:: Auszug aus Quelle ::
Da meine Mutter in der Schillerschule in Ingersheim arbeitete, kannte ich den dortigen Hausmeister sehr gut.
Der fragte mich irgendwann, ob ich nicht Lust hätte, einen kleinen Nebenjob als Putzhilfe anzunehmen.
Ich stimmte zu und übernahm die Reinigung der Gehwege vor der Schule.
Aus dem Ferienjob wurde ein Nebenjob – ich ging ja nur zur Schule und war auf dem Weg zum Abitur!
Jeden Freitag oder Samstag vom Mörike-Kindergarten, vorbei an der SKV-Halle, rund um die Schillerschule, bis zum Bolzplatz und die Wege dazwischen.
Das war damals alles tiptopp sauber!
Damals natürlich nicht mit dem Laubbläser, sondern mit Besen und Schaufel!
Später gab es einen Straßensauger mit Motor. Das ging zwar schneller, war aber eine ziemliche Sauerei, denn Staub blieb nicht im Beutel, nur grobe Stücke. Der Rest kam hinten wieder raus.
Da sah man anschließend aus, als hätte man im Staub gebadet.
Später putzte ich auch bei diversen Firmen noch das Büro.
Kann ich mir heute gar nicht mehr vorstellen – ich als Putzmann und Straßenkehrer.
Die Kumpels lachten über mich, aber die Bezahlung war sehr gut und besser als das monotone „am Band stehen“, war es allemal. Nur eben nicht so gut angesehen.
„Vom Tellerwäscher zum Millionär“ hat es nicht ganz gereicht.
Aber vom Straßenkehrer zum IT-Nerd.
Die Zeiten stehen heute noch in der Aufstellung zur Rente!

[Auszug aus dem Datensatz]
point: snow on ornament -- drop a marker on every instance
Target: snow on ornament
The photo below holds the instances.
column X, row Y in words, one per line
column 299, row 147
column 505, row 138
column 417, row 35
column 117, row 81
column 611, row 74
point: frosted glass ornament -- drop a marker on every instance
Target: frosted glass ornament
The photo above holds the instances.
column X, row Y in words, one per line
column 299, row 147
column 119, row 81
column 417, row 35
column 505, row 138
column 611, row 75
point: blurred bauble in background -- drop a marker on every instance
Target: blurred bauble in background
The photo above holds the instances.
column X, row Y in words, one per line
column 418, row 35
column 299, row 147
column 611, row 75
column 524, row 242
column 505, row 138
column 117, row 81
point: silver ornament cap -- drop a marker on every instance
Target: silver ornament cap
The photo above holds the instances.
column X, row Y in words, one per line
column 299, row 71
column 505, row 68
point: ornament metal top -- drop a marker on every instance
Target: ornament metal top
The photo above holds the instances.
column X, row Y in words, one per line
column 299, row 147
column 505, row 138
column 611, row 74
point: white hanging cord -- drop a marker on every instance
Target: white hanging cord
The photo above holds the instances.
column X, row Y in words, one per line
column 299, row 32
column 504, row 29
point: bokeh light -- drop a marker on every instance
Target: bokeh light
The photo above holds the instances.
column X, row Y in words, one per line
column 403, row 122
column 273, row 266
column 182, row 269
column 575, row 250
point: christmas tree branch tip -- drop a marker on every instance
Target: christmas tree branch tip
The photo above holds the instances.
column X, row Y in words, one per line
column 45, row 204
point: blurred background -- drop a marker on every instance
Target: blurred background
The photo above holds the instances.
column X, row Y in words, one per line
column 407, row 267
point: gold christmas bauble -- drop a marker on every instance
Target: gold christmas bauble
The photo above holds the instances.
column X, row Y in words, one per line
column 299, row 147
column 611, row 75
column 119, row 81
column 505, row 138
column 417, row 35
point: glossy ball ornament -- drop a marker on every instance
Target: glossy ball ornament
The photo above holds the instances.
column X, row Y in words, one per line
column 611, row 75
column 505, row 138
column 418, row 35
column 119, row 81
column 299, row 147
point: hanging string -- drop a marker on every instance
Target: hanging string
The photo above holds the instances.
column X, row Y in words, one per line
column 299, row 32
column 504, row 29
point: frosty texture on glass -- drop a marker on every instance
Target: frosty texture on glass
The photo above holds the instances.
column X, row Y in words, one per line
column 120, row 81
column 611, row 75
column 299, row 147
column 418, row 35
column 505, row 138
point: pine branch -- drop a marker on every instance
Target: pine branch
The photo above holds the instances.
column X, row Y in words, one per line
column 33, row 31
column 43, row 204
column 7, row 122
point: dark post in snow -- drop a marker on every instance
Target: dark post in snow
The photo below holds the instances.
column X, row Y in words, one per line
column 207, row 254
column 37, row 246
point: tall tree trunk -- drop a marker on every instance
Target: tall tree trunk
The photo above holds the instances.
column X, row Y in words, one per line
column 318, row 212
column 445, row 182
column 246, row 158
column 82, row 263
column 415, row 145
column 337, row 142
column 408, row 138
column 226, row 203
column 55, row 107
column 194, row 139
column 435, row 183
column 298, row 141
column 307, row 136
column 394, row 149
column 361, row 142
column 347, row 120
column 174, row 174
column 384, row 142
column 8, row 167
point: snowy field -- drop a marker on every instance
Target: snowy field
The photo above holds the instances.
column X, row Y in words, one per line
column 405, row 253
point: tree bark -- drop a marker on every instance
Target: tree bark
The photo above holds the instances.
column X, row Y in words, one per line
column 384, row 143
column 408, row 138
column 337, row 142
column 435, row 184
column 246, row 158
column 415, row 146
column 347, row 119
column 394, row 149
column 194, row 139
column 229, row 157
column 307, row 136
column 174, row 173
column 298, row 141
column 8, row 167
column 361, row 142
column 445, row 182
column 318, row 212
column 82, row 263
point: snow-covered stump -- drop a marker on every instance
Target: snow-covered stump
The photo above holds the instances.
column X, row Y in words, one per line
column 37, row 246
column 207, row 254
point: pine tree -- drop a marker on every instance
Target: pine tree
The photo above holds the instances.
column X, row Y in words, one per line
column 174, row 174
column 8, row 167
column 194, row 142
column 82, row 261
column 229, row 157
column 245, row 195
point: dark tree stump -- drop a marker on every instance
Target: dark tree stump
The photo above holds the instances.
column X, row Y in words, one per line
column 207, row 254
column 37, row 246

:: Zu erledigende Aufgaben ::
a: Beantworten Sie anhand des Textes über den Nebenjob die folgenden Fragen.
(i) In welcher Schule arbeitete die Mutter?
(ii) Womit wurde gereinigt, bevor es den Straßensauger mit Motor gab?
(iii) Wo stehen die Zeiten heute noch?
b: Schreiben Sie aus dem Text über den Nebenjob die Stelle zwischen „Der fragte mich“ und „hinten wieder raus.“ einschließlich wortgetreu ab.
Stützen Sie sich ausschließlich auf den Text über den Nebenjob.

:: Lösungen je Aufgabe ::
a:
(i) In der Schillerschule in Ingersheim.
(ii) Mit Besen und Schaufel.
(iii) In der Aufstellung zur Rente.

b:
Der fragte mich irgendwann, ob ich nicht Lust hätte, einen kleinen Nebenjob als Putzhilfe anzunehmen.
Ich stimmte zu und übernahm die Reinigung der Gehwege vor der Schule.
Aus dem Ferienjob wurde ein Nebenjob – ich ging ja nur zur Schule und war auf dem Weg zum Abitur!
Jeden Freitag oder Samstag vom Mörike-Kindergarten, vorbei an der SKV-Halle, rund um die Schillerschule, bis zum Bolzplatz und die Wege dazwischen.
Das war damals alles tiptopp sauber!
Damals natürlich nicht mit dem Laubbläser, sondern mit Besen und Schaufel!
Später gab es einen Straßensauger mit Motor. Das ging zwar schneller, war aber eine ziemliche Sauerei, denn Staub blieb nicht im Beutel, nur grobe Stücke. Der Rest kam hinten wieder raus.